Count the lines below that contain the word "each" and give only the number.

EXCERPTED DATA:

⁂

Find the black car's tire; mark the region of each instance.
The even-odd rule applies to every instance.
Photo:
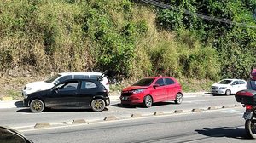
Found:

⁂

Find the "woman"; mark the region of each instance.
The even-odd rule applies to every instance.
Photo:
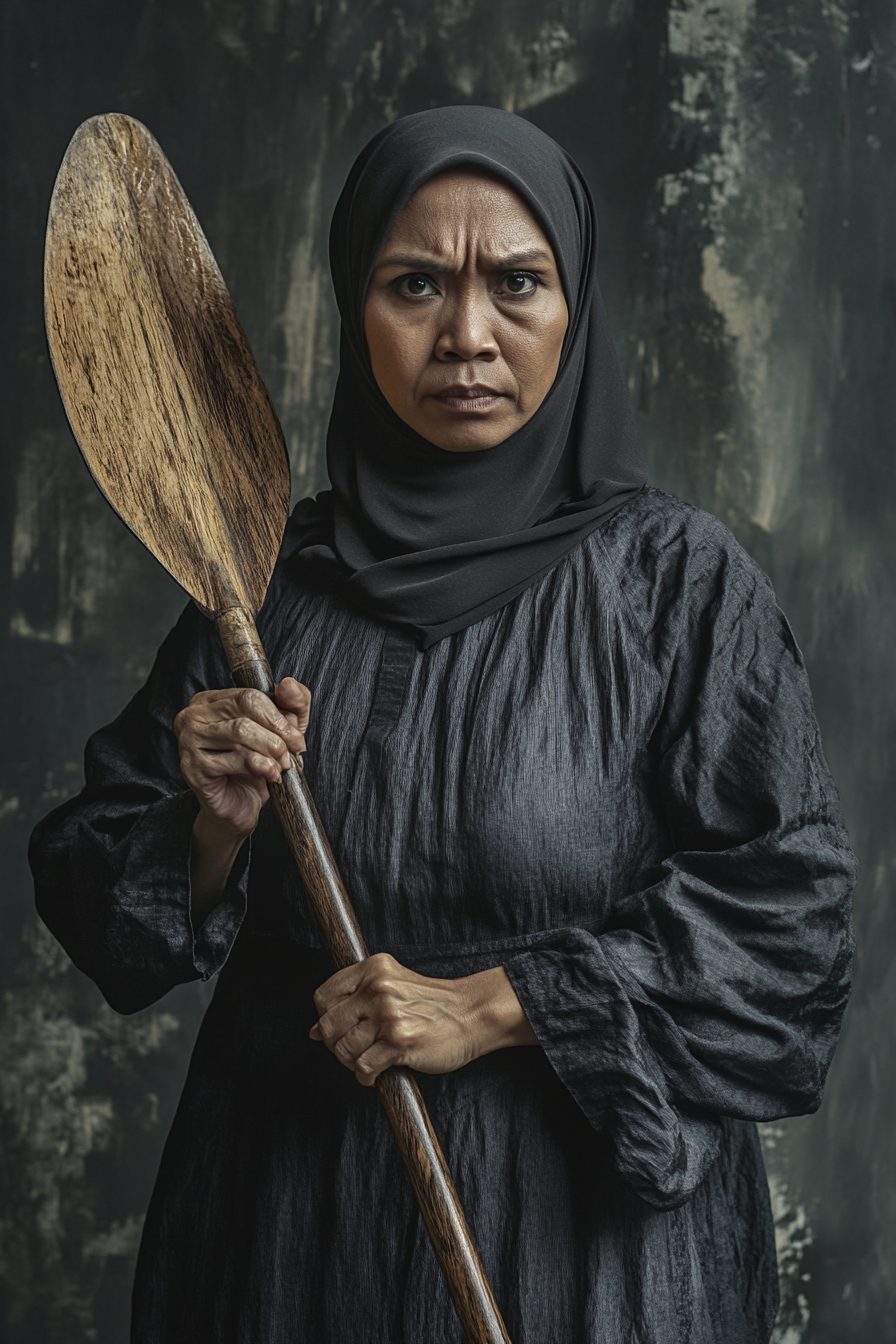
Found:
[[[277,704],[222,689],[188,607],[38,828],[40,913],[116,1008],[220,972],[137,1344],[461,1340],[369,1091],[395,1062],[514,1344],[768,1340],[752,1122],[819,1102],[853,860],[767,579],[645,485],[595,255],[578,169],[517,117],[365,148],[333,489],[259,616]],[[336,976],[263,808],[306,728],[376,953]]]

⁂

WRITTEN RESPONSE:
2